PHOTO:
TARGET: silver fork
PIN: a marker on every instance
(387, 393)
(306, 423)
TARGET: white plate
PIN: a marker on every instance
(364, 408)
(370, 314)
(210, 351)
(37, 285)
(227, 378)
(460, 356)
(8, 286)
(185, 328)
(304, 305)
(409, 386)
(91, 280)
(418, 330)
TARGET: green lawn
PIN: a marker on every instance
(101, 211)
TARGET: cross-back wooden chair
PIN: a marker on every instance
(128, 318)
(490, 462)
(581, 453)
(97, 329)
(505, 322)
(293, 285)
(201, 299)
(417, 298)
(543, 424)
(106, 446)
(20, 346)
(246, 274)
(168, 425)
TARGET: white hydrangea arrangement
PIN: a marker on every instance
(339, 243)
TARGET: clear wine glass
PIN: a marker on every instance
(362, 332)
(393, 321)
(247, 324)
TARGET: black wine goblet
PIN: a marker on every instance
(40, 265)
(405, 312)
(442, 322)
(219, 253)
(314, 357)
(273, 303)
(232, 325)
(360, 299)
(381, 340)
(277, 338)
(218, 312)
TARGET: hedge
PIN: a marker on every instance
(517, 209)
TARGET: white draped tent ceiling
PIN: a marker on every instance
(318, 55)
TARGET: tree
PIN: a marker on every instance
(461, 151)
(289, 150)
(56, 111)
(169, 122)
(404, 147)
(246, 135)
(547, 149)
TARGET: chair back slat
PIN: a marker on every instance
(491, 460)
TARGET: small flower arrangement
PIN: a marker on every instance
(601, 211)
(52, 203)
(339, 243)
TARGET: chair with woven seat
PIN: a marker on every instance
□ □ □ □ □
#### [What this task involves]
For the string "back", show each line of the entries above where it occurs.

#### [Solution to the problem]
TARGET: cross-back wooden chair
TARGET: chair back slat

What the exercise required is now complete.